→ Task instructions
What is needed is each line of the data below that holds the string "lettuce".

-------------------------

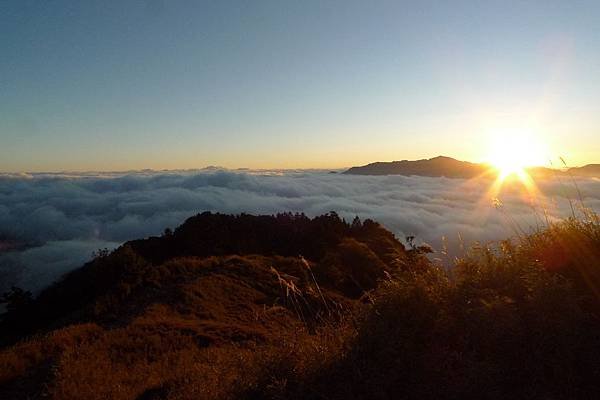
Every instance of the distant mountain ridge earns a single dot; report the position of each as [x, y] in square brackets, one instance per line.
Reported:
[442, 166]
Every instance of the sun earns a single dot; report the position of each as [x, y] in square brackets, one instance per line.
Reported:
[513, 151]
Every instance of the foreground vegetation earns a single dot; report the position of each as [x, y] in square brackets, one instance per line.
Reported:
[288, 307]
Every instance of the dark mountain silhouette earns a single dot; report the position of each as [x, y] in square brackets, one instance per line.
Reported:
[291, 307]
[437, 166]
[452, 168]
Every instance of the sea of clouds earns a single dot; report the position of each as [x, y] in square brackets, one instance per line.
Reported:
[58, 220]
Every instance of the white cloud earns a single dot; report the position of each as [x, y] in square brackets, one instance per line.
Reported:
[65, 217]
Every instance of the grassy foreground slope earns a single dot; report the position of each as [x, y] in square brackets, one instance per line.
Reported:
[287, 307]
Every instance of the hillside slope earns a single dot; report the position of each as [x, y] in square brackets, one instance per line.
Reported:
[288, 307]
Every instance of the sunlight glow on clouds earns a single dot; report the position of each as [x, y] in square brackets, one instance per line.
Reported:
[63, 219]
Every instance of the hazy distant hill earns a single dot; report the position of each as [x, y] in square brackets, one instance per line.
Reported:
[452, 168]
[437, 166]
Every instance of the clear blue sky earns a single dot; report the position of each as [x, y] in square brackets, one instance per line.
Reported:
[111, 85]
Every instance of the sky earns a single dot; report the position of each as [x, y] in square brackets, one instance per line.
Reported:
[125, 85]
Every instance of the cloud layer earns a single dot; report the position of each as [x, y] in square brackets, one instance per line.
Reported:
[63, 218]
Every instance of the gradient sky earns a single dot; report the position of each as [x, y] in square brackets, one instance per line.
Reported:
[113, 85]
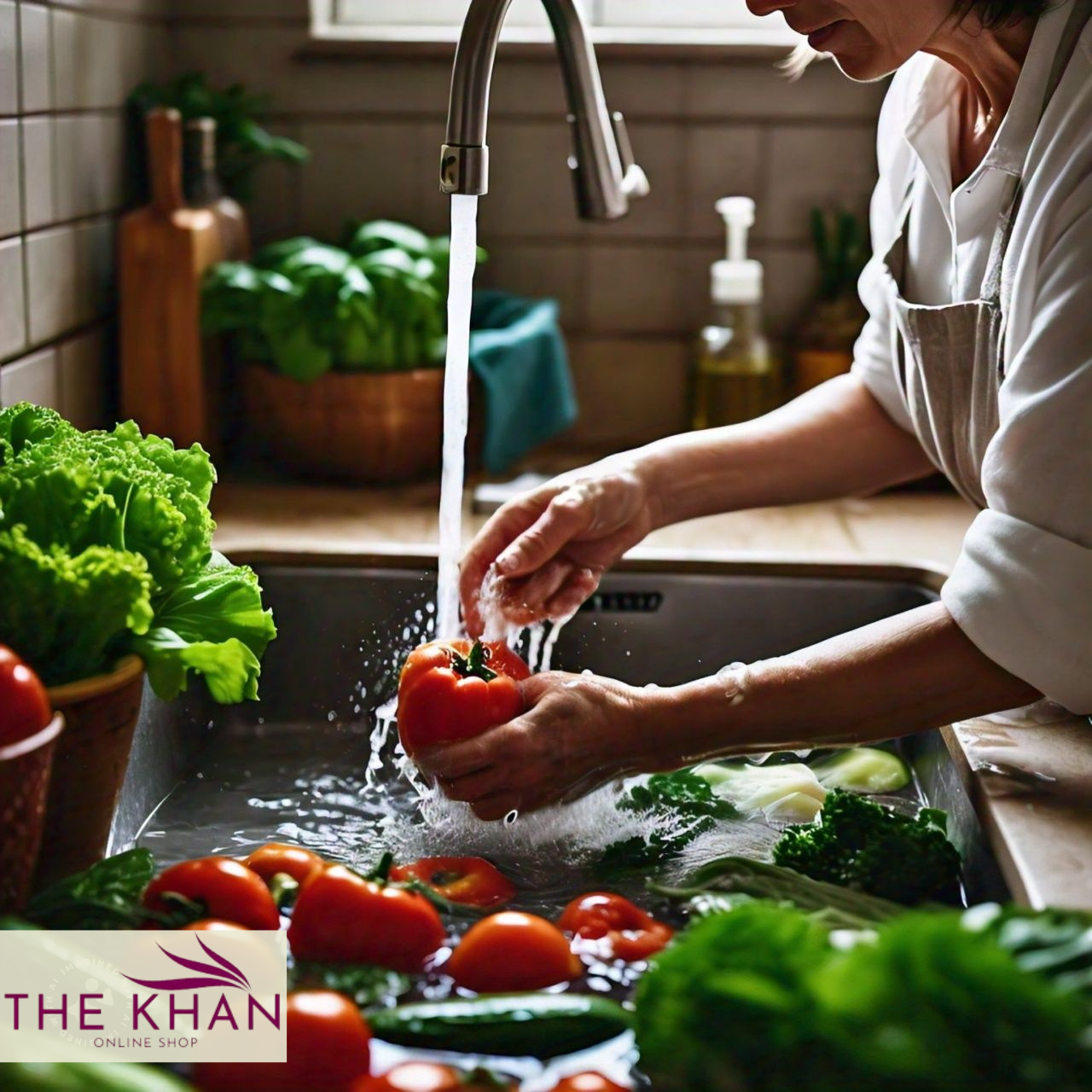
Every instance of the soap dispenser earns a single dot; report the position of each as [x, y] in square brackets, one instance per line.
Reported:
[736, 378]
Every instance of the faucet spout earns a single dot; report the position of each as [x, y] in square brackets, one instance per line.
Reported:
[605, 175]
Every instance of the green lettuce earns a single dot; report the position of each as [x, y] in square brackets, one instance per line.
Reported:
[106, 549]
[765, 998]
[212, 624]
[62, 613]
[307, 308]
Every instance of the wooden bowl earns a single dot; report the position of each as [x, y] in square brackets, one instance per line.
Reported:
[379, 427]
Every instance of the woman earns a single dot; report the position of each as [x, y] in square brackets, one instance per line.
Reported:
[978, 359]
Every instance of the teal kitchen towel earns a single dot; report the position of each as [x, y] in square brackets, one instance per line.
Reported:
[518, 353]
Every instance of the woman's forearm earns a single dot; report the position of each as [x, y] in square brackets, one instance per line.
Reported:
[905, 674]
[834, 441]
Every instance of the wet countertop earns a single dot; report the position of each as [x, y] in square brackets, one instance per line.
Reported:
[1031, 782]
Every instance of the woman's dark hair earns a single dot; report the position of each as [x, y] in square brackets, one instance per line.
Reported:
[1003, 12]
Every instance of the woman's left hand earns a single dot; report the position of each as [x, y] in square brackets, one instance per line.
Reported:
[578, 733]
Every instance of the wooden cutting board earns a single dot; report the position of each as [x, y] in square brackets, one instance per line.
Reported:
[164, 250]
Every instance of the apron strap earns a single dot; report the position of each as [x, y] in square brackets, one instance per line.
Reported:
[991, 288]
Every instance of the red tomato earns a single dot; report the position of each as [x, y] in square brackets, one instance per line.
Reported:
[24, 705]
[425, 1077]
[468, 880]
[214, 925]
[342, 917]
[225, 888]
[328, 1048]
[589, 1083]
[627, 932]
[451, 690]
[268, 861]
[512, 951]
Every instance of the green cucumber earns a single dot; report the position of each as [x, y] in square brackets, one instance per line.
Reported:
[86, 1077]
[538, 1025]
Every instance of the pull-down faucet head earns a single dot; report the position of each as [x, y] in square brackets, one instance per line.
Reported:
[605, 176]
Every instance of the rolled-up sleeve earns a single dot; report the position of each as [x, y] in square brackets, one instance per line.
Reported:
[874, 353]
[1022, 587]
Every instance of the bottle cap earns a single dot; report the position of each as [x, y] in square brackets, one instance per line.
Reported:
[737, 279]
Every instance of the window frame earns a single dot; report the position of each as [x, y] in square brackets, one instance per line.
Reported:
[328, 27]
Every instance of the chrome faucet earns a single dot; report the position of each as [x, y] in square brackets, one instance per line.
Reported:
[604, 172]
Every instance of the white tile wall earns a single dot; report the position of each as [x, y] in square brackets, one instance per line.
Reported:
[9, 58]
[12, 300]
[58, 176]
[11, 184]
[51, 283]
[361, 171]
[98, 61]
[96, 276]
[721, 160]
[635, 289]
[33, 379]
[35, 54]
[39, 202]
[817, 165]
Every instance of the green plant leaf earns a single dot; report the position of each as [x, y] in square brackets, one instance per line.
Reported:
[214, 624]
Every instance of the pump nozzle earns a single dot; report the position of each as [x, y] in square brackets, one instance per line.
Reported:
[737, 280]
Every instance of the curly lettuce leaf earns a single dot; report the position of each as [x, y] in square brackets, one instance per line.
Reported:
[104, 533]
[764, 998]
[212, 624]
[68, 615]
[113, 488]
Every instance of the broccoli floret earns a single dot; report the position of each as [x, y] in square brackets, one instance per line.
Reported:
[682, 803]
[866, 846]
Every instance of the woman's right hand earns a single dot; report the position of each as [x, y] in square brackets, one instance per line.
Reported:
[547, 549]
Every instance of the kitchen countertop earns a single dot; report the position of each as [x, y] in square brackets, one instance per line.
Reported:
[1031, 783]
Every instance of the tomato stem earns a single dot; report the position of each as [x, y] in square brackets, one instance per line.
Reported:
[473, 665]
[284, 889]
[381, 874]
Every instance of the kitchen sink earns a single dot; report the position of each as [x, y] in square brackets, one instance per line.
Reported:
[306, 764]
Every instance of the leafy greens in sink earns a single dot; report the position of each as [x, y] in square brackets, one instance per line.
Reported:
[106, 549]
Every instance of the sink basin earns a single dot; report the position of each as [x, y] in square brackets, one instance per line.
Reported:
[293, 767]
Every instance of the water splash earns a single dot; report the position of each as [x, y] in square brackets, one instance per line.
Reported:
[456, 410]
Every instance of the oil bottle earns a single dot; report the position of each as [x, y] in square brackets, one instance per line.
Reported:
[736, 377]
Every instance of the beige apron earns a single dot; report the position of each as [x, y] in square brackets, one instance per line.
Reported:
[951, 358]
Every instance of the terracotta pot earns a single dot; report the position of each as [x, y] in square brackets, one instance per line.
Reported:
[378, 427]
[89, 767]
[24, 781]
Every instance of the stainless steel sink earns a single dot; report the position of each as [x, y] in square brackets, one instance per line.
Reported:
[238, 775]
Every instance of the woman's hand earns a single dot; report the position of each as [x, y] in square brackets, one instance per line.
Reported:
[549, 549]
[574, 736]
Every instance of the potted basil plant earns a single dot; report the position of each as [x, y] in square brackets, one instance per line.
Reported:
[109, 576]
[339, 351]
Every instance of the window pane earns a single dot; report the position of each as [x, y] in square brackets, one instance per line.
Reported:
[430, 12]
[675, 14]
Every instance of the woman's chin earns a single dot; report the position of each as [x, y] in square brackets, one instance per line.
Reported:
[861, 68]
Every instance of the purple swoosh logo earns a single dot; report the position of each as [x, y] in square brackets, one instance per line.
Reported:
[225, 976]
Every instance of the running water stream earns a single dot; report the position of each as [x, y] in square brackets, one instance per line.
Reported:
[456, 410]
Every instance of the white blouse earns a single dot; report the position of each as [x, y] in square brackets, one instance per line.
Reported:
[1022, 587]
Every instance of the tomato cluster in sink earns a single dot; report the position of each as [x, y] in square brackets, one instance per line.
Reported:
[391, 919]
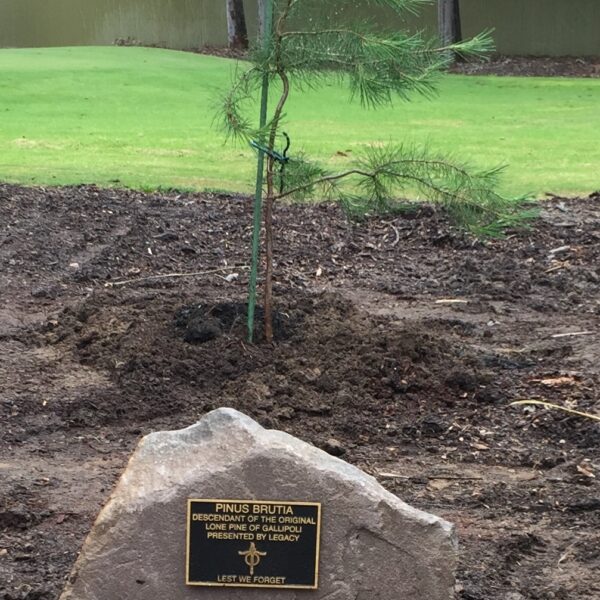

-------------------------

→ Reply
Every instance of the green lettuce earns a single dot; report the position of each as [x, y] in square brackets, one instance per line.
Every instance of the curly lettuce leaf earns a single dot; report the position of each as [x, y] in square brackets, one instance per line.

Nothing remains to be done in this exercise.